SOURCE EXTRACT:
— begin —
# Interval of convergence

1. Dec 17, 2017

### Silviu

1. The problem statement, all variables and given/known data
Find the interval of convergence of: $\sum\frac{n^n}{n!}z^n$

2. Relevant equations

3. The attempt at a solution
I obtained that the radius of convergence is $1/e$ but I am not sure what to do at the end points. For $z=1/e$ I would have $\sum{n^n}{n!e^n}$.
Mod edit: I think you mean $\sum \frac{n^n}{n!e^n}$.
Using Stirling formula I would obtain an approximation of the form $\sum \frac{1}{\sqrt{2 \pi n}}$, which would go to infinity. However I am not sure how to make it formal, as this approximation is not a lower, but an upper bound for n!. And how should I proceed for -1/e? Thank you!

Last edited by a moderator: Dec 17, 2017
2. Dec 17, 2017

### Ray Vickson

As shown in Volume I of Fuller's probability book, we have rigorous lower and upper bounds:
$$\sqrt{2 \pi n} \, n^n e^{-n} < n! < \sqrt{2 \pi n} \, n^n e^{-n + 1/(12 n)}$$
for all integers $n \geq 1$. For example, for $n = 1$ and $n = 2$ these give $0.922137 < 1! < 1.00227$ and $1.919004 < 2! < 2.00065$. Note that the upper bound is a very much better approximation to $n!$ than the simple Stirling formula, and is quite accurate even for $n$ as small as $1$ or $2$ (getting ever more accurate with larger $n$).
— end —
EXTRACTED DATA:
— begin —
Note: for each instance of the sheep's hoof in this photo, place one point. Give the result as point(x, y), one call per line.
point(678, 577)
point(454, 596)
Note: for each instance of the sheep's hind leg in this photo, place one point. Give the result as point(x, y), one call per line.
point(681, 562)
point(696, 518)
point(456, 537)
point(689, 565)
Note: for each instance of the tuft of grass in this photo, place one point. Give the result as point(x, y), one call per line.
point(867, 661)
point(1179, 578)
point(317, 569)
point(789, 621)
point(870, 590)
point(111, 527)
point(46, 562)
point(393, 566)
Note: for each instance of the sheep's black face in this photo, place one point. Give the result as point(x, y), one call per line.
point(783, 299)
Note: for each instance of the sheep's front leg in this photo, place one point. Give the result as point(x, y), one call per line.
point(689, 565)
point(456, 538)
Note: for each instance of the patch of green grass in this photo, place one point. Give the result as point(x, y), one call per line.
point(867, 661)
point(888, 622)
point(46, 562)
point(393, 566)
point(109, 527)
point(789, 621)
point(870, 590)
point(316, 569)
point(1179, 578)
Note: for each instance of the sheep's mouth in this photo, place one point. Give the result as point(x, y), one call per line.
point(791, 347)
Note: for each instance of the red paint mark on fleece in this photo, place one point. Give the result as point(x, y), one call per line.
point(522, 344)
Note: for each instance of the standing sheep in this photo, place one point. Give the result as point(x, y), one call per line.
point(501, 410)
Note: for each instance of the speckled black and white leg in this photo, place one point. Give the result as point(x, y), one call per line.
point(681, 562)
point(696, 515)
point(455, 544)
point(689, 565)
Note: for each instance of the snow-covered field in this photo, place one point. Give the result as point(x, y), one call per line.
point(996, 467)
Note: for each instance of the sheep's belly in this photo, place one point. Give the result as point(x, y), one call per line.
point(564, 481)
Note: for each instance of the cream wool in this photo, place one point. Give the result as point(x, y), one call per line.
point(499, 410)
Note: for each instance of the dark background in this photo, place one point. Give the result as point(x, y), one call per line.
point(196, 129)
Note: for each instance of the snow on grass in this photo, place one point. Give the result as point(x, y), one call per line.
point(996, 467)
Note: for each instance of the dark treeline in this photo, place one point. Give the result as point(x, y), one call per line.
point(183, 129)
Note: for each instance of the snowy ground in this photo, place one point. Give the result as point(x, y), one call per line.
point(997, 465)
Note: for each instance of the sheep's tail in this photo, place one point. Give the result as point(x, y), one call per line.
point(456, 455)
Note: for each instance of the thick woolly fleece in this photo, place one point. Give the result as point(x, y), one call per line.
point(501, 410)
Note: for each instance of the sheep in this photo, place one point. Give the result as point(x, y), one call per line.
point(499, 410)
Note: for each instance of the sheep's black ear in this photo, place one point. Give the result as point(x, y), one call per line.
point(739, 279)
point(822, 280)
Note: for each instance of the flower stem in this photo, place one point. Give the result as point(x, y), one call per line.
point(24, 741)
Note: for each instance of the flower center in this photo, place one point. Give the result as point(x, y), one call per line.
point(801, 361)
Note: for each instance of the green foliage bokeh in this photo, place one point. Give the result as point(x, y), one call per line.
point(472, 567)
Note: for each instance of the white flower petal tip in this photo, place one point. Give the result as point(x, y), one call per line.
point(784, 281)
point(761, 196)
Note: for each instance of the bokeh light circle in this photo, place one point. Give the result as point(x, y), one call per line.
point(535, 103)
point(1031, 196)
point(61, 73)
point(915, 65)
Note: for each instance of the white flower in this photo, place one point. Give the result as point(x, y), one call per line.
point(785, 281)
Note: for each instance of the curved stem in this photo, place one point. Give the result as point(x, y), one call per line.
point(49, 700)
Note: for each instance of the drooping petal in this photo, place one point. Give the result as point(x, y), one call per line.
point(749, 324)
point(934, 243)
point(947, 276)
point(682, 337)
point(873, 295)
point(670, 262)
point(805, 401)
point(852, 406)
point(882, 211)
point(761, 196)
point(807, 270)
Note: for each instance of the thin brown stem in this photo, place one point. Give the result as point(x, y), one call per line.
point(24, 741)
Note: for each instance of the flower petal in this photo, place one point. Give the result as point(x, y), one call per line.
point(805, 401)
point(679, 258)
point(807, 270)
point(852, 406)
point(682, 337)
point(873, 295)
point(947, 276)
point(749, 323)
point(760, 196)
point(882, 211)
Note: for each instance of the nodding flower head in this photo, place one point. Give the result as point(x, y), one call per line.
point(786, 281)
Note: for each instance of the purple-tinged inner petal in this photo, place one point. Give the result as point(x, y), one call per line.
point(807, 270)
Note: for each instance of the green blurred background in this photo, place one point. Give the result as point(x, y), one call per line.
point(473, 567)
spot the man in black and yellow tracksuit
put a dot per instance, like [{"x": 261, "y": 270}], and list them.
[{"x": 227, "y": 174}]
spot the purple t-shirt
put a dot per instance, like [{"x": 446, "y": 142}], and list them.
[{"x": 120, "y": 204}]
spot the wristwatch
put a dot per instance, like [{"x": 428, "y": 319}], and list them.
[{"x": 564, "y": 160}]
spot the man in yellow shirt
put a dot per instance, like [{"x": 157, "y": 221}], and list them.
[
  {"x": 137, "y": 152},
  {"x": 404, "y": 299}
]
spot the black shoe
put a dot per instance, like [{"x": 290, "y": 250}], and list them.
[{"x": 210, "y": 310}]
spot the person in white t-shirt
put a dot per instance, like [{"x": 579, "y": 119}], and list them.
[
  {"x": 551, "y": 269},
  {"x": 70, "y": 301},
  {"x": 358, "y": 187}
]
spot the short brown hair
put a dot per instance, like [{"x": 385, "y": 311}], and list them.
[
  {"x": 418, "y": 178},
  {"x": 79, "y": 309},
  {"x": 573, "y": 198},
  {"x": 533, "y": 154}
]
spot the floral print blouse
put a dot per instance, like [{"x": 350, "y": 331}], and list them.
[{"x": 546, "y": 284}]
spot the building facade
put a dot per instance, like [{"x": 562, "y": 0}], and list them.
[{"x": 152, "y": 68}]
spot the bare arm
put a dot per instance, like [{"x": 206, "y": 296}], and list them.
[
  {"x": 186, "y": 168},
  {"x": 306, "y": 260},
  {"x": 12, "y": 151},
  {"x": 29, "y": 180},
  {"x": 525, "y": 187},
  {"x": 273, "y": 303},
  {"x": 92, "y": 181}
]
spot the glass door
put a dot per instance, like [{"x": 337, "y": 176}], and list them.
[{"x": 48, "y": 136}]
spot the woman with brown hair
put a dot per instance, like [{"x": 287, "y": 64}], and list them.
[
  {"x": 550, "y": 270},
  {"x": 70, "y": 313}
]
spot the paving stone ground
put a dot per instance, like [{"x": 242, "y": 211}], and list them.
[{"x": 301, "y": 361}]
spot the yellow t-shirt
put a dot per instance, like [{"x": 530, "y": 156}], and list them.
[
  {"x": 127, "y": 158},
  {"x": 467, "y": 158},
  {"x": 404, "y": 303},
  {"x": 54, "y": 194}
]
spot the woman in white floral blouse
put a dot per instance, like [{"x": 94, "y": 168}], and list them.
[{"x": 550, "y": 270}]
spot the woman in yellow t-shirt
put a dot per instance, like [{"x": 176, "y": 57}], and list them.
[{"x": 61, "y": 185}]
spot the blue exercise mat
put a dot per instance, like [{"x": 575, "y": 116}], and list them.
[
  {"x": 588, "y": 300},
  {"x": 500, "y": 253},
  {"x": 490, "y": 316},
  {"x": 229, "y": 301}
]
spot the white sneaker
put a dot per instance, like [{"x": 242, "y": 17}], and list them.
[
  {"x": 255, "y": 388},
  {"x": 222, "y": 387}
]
— end —
WRITTEN EXERCISE A:
In the forum thread, what radius of convergence did the original poster obtain for the series?
WRITTEN EXERCISE B:
Duplicate the part of the forum thread that opens with the words containing "1. The problem" and closes with "-1/e? Thank you!".
You will not need the items.

OUTPUT A:
1/e

OUTPUT B:
1. The problem statement, all variables and given/known data
Find the interval of convergence of: $\sum\frac{n^n}{n!}z^n$

2. Relevant equations

3. The attempt at a solution
I obtained that the radius of convergence is $1/e$ but I am not sure what to do at the end points. For $z=1/e$ I would have $\sum{n^n}{n!e^n}$.
Mod edit: I think you mean $\sum \frac{n^n}{n!e^n}$.
Using Stirling formula I would obtain an approximation of the form $\sum \frac{1}{\sqrt{2 \pi n}}$, which would go to infinity. However I am not sure how to make it formal, as this approximation is not a lower, but an upper bound for n!. And how should I proceed for -1/e? Thank you!